▸ **Quoted passage**
The Ashkenazim at that time formed but a small minority of the Jewsih settlers in Palestine. The efforts of Jehiel of Paris to maintain a yeshibah in Palestine in the thirteenth century, as already observed, had failed; and a second attempt, by R. Judah ha-Ḥasid of Siedlee, Poland, who with many followers emigrated to the Holy Land in 1701, was likewise futile. Not till the middle of the eighteenth century was the presence of the Ashkenazim felt. They came from the ranks of the Ḥasidim in Poland and South Russia; using the same liturgy and ritual as the Sephardim, they were easily assimilated with them, and received a share of the ḥaluḳḳah. The share, however, they asserted, was not in proportion to their numbers. They complained to the Ashkenazic gabbaim in Europe, and finally seceded from the Sephardim. With the aid of the Council of the Four Lands, they established headquarters for their separate ḥaluḳḳah at Lublin, Poland. Later, R. Abraham Gershon Kutawer, leader of the Ḥasidim in Hebron, sent meshullaḥhim to Metz and diverted the ḥaluḳḳah revenue from that source to his own section of the Holy Land. In a letter of Aryeh Judah Meisels of Apta, written in Jerusalem, the Ashkenazim accused the Sephardim of bad faith, declaring that, in spite of assurances to the contrary, the Ashkenazim were discriminated against and compelled to rely entirely upon their own resources (Luncz, "Jerusalem," ii. 148-157).

While the Ashkenazim at Jerusalem and Hebron separated from the Sephardim and managed their own ḥaluḳḳah, the Ashkenazim at Safed were still united with the Sephardim and drew from the general ḥaluḳḳah, the headquarters for which were in Constantinople. A letter dated 1778, and written from Safed by Israel Perez Polotzker to the gabbaim of Vitebsk, Russia, states that their meshullaḥim came to the house of Baruch Ananio, the head gabbai of the central committee at Constantinople, and received 3,000 lire. Out of this sum they paid 2,000 lire to the pasha for taxes and 250 lire for expenses of the meshullaḥim, the balance (750 lire) going to the ḥaluḳḳah (MS. in New York Public Library). In the credentials issued to R. Abraham ha-Kohen of Lask, a Jerusalem meshullaḥ sent to Poland in 1783, the Sephardic central committee writes that Ashkenazim in the Holy Land were taken care of and given a proportionate share of the ḥaluḳḳah (Schwarz, "Tebu'at ha-Areẓ").

At Tiberias.

A section of the Ḥasidim from South Russia settled in Tiberias. Their leader was R. Menahem Mendel of Vitebsk, who sent a meshullaḥ regularly to Poland and Volhynia, and in a businesslike manner rendered receipts for past donations signed by the leaders in Tiberias, with requests for further assistance. Contributions poured in, and the only difficulty experienced by the meshullaḥ was the safe delivery of the funds at Tiberias and Jerusalem, as the roads via Constantinople were infested by bands of robbers. He had to wait sometimes for three or four months for a protected vessel sailing from Constantinople to Haifa or Acre; and thence a safe-conduct with armed soldiers to Tiberias and Jerusalem was necessary. Meanwhile, the ḥaluḳḳah being exhausted, the Ḥasidim had to borrow money in anticipation of the next remittances. The requirements of the ḥaluḳḳah at that time exceeded 700 ducats ("Ḥibat ha-Areẓ," p. 61).

▸ **Given entries**
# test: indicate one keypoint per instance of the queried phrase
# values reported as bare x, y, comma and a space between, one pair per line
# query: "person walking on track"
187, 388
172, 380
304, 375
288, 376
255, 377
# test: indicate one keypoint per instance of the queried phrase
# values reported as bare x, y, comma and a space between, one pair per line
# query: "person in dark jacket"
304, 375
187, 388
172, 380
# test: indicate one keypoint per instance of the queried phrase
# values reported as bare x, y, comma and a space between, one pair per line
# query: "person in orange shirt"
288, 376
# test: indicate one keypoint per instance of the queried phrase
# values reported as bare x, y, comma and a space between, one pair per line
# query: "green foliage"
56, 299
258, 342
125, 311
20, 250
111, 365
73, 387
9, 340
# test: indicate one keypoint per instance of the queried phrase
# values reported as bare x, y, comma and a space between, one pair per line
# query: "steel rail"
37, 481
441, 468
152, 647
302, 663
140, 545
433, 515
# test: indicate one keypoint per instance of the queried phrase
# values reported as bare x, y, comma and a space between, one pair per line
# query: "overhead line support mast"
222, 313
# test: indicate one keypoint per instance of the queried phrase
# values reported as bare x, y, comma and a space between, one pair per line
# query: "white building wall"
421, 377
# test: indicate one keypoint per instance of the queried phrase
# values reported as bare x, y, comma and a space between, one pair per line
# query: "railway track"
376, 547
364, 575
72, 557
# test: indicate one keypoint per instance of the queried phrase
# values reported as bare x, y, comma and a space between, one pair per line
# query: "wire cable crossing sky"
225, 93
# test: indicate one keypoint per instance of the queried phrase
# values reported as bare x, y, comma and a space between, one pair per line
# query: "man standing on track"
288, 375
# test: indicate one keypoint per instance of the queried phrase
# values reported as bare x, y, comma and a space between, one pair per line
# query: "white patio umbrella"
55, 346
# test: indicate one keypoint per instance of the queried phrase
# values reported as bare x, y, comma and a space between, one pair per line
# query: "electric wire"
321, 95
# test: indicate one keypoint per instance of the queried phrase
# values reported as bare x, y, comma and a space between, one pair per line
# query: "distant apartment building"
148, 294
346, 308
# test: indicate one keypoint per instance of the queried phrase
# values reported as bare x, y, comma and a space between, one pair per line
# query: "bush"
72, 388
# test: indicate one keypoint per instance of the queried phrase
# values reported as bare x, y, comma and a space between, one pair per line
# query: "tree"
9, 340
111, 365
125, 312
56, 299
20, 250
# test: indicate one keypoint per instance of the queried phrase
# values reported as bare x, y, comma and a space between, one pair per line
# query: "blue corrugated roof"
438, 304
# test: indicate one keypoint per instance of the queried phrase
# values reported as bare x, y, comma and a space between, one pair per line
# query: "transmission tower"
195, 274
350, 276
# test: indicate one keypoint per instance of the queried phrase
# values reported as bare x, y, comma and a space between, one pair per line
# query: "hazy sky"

▸ **What you have to do**
In the passage on the ḥaluḳḳah above, rewrite the paragraph beginning "A section of the Ḥasidim from South Russia" as a short bulleted list that keeps its main facts.

▸ **Task result**
- A section of the Ḥasidim from South Russia settled in Tiberias under R. Menahem Mendel of Vitebsk.
- He regularly sent a meshullaḥ to Poland and Volhynia, with receipts for past donations signed by the Tiberias leaders and requests for further aid.
- Contributions poured in. The main difficulty was delivering the funds safely to Tiberias and Jerusalem, because bands of robbers infested the roads via Constantinople.
- The meshullaḥ sometimes waited three or four months for a protected vessel from Constantinople to Haifa or Acre. From there, a safe-conduct with armed soldiers was needed.
- When the ḥaluḳḳah ran out in the meantime, the Ḥasidim borrowed money against the next remittances.
- The ḥaluḳḳah's needs then exceeded 700 ducats.